# [Short task]
Please collect every line in the data below that contains the word "winter". Letter case matters.

■ ■ ■ ■ ■ ■ ■

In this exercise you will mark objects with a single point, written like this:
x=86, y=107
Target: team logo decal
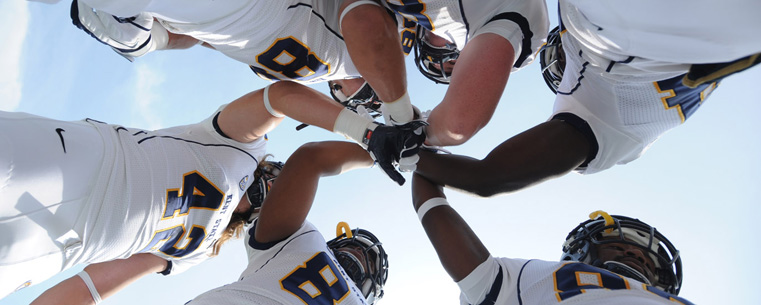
x=242, y=183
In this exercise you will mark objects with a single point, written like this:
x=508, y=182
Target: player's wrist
x=400, y=110
x=354, y=127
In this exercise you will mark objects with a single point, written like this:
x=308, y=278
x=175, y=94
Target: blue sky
x=698, y=184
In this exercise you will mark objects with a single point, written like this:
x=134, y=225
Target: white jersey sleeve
x=300, y=269
x=504, y=281
x=656, y=34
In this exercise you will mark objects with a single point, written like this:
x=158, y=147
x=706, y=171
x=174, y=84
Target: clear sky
x=699, y=184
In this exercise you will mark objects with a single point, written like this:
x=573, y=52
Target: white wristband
x=90, y=286
x=267, y=103
x=430, y=204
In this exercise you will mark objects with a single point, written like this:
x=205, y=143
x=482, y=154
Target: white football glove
x=130, y=37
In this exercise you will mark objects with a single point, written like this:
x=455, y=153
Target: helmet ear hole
x=427, y=56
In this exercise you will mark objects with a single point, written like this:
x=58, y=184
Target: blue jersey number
x=317, y=282
x=291, y=59
x=196, y=193
x=572, y=279
x=575, y=278
x=685, y=99
x=413, y=10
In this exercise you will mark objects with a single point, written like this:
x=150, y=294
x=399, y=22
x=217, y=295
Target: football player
x=125, y=199
x=608, y=259
x=301, y=41
x=289, y=261
x=620, y=82
x=487, y=39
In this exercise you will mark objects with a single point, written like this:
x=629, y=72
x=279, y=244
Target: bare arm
x=548, y=150
x=247, y=119
x=478, y=81
x=373, y=43
x=288, y=203
x=459, y=249
x=108, y=277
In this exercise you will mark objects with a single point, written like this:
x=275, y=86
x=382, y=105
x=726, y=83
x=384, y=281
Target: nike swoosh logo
x=60, y=135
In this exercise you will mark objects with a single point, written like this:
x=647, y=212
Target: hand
x=390, y=144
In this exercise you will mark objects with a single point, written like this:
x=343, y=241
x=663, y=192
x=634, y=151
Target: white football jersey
x=661, y=38
x=627, y=113
x=280, y=40
x=504, y=281
x=524, y=23
x=300, y=269
x=170, y=192
x=86, y=192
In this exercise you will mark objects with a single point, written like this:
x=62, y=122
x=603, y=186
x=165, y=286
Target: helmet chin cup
x=622, y=269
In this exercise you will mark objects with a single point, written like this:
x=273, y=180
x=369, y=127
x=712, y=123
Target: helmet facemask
x=430, y=59
x=552, y=60
x=264, y=177
x=583, y=243
x=363, y=258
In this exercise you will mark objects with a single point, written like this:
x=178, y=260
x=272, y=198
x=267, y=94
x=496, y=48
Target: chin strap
x=622, y=269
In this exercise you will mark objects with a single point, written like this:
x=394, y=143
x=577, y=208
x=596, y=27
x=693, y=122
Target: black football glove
x=388, y=144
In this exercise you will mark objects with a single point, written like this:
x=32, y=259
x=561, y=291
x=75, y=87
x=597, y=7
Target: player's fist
x=390, y=144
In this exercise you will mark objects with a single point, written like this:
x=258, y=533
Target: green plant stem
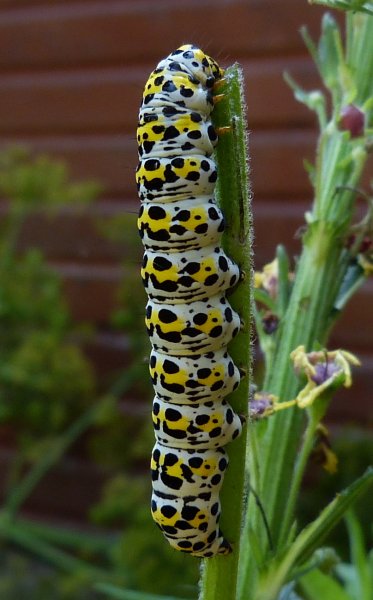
x=300, y=466
x=320, y=271
x=220, y=574
x=310, y=538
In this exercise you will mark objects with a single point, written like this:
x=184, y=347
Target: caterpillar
x=186, y=275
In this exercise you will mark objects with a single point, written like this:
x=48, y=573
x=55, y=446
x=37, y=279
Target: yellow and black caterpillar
x=189, y=320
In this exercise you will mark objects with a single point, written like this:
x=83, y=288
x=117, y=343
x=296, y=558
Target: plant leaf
x=316, y=585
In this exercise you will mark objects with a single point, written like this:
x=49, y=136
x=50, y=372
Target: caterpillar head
x=202, y=66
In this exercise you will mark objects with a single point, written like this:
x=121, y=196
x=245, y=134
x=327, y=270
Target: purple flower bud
x=324, y=371
x=352, y=119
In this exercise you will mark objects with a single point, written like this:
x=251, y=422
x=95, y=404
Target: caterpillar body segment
x=189, y=320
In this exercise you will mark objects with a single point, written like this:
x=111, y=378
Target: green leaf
x=316, y=585
x=120, y=594
x=364, y=579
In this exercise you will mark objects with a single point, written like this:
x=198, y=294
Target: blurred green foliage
x=45, y=381
x=47, y=385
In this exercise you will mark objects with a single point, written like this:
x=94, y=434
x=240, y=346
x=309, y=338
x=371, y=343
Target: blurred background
x=73, y=373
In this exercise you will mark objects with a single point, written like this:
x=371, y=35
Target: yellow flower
x=268, y=278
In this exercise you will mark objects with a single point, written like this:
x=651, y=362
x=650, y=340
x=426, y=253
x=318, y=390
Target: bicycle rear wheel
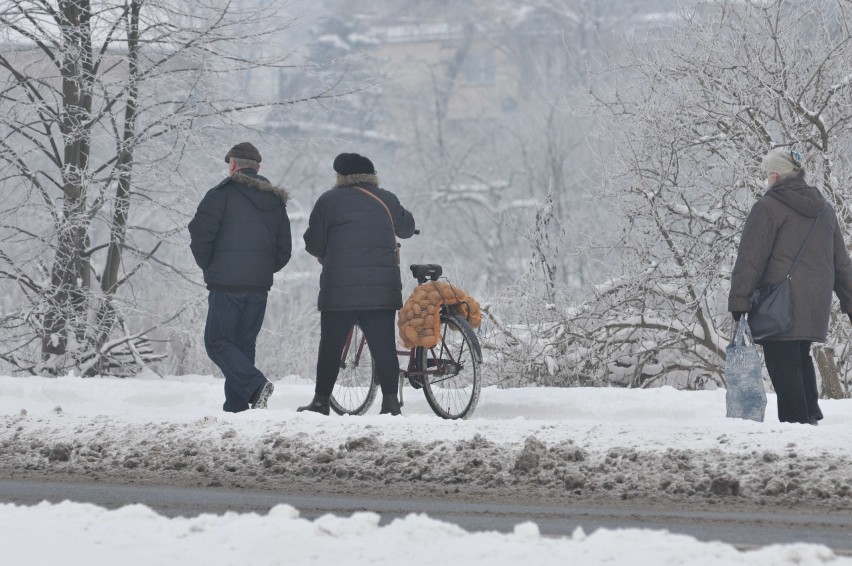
x=356, y=384
x=452, y=382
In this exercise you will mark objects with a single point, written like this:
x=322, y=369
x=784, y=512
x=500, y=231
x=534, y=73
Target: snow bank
x=559, y=444
x=135, y=535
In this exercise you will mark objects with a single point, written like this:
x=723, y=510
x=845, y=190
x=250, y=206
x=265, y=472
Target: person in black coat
x=352, y=231
x=240, y=236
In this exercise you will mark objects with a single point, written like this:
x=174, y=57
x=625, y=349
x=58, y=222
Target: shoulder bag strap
x=798, y=255
x=390, y=216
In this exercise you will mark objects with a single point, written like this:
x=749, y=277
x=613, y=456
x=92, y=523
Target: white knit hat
x=782, y=161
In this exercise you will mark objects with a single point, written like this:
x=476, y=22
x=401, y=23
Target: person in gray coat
x=776, y=228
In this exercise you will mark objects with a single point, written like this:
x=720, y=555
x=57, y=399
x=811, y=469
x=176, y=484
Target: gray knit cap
x=782, y=161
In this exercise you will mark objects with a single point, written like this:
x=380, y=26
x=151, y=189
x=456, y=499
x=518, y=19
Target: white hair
x=784, y=162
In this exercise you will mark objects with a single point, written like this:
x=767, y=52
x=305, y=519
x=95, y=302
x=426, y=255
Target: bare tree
x=98, y=99
x=695, y=107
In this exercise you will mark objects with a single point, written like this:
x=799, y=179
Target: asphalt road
x=742, y=529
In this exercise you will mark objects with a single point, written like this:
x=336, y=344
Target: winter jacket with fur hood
x=774, y=232
x=352, y=234
x=240, y=234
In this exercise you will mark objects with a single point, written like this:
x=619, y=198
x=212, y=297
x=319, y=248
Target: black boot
x=390, y=405
x=318, y=405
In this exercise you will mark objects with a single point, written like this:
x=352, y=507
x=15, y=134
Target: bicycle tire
x=357, y=384
x=455, y=393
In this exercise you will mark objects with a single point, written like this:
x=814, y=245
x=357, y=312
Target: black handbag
x=771, y=311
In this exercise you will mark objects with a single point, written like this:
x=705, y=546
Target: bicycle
x=448, y=372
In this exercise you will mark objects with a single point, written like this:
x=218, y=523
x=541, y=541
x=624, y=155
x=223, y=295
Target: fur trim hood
x=260, y=183
x=349, y=180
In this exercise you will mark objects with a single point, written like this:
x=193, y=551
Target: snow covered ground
x=556, y=444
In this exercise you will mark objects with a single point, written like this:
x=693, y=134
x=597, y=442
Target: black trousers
x=234, y=319
x=791, y=370
x=378, y=326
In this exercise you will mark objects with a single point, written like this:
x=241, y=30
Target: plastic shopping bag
x=746, y=398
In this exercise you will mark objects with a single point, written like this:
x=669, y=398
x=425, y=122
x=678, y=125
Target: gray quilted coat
x=774, y=232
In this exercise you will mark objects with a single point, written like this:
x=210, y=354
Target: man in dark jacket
x=240, y=237
x=352, y=231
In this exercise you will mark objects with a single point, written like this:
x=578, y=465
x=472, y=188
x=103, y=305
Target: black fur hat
x=243, y=150
x=353, y=164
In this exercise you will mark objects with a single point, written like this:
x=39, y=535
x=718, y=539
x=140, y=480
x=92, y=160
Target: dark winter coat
x=774, y=232
x=352, y=234
x=241, y=233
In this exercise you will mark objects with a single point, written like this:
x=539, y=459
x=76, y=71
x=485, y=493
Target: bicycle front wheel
x=356, y=384
x=451, y=383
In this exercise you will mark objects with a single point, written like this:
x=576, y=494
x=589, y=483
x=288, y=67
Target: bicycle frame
x=448, y=372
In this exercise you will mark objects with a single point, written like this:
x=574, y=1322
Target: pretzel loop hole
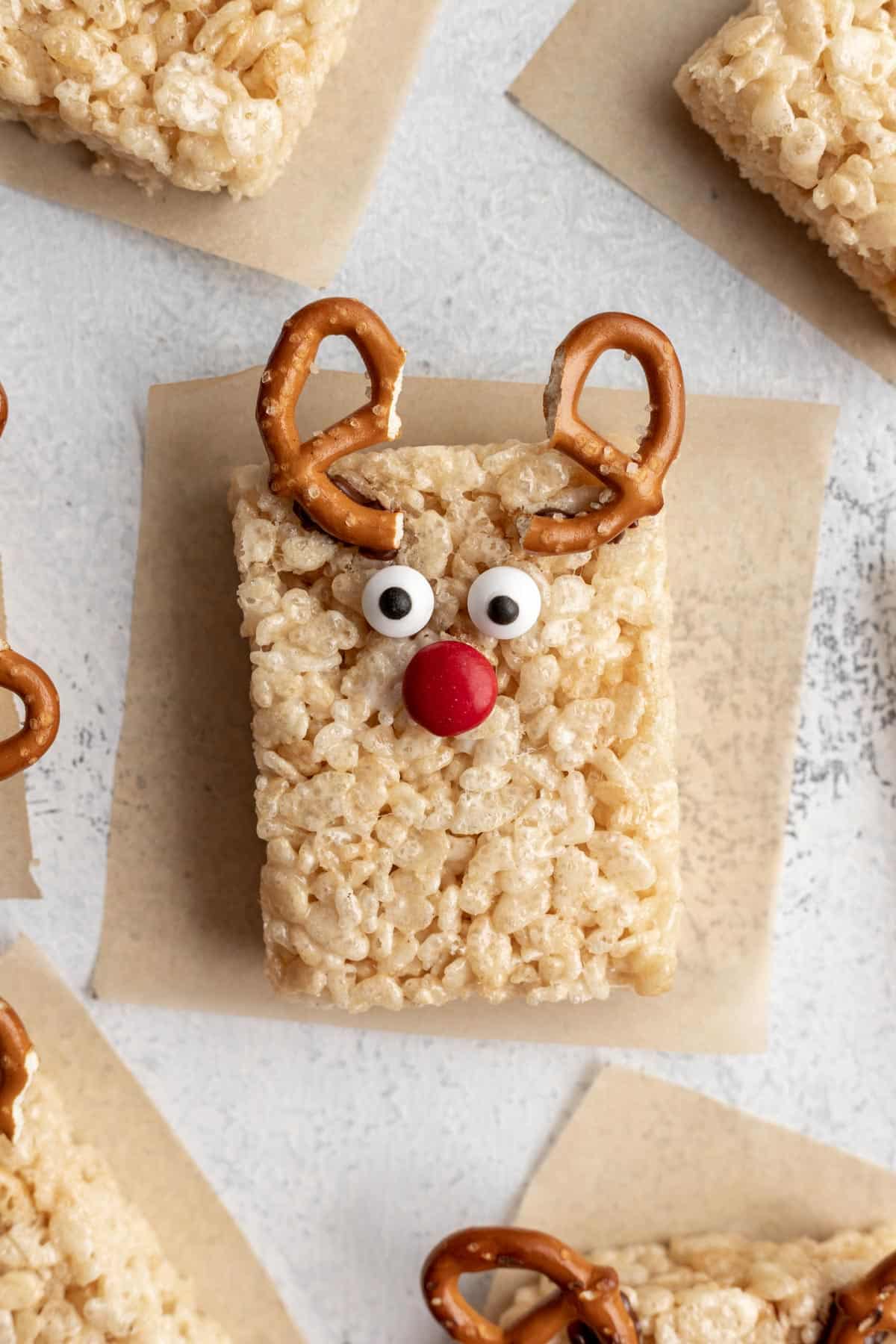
x=38, y=694
x=865, y=1310
x=299, y=470
x=588, y=1293
x=635, y=483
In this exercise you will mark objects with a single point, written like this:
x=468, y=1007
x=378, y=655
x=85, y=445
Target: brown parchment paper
x=112, y=1112
x=16, y=882
x=684, y=1164
x=181, y=925
x=603, y=82
x=302, y=228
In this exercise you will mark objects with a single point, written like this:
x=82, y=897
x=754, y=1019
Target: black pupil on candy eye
x=503, y=609
x=395, y=604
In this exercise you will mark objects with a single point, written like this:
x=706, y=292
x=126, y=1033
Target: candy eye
x=398, y=601
x=504, y=603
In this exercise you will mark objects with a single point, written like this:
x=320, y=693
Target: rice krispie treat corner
x=77, y=1261
x=465, y=747
x=711, y=1289
x=802, y=96
x=199, y=93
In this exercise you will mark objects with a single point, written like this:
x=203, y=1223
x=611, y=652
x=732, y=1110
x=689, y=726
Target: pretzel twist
x=34, y=688
x=18, y=1065
x=299, y=470
x=40, y=699
x=865, y=1310
x=588, y=1293
x=635, y=482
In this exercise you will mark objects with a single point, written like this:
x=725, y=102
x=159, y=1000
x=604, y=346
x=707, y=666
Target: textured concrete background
x=346, y=1155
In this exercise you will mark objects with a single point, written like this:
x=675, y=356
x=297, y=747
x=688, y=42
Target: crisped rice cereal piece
x=535, y=856
x=726, y=1289
x=77, y=1261
x=802, y=96
x=207, y=97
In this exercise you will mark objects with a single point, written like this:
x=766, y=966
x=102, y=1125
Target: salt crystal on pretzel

■ ■ ■ ■ ■ ■ ■

# [Output]
Target: winter jacket with fur hood
Target: dark winter coat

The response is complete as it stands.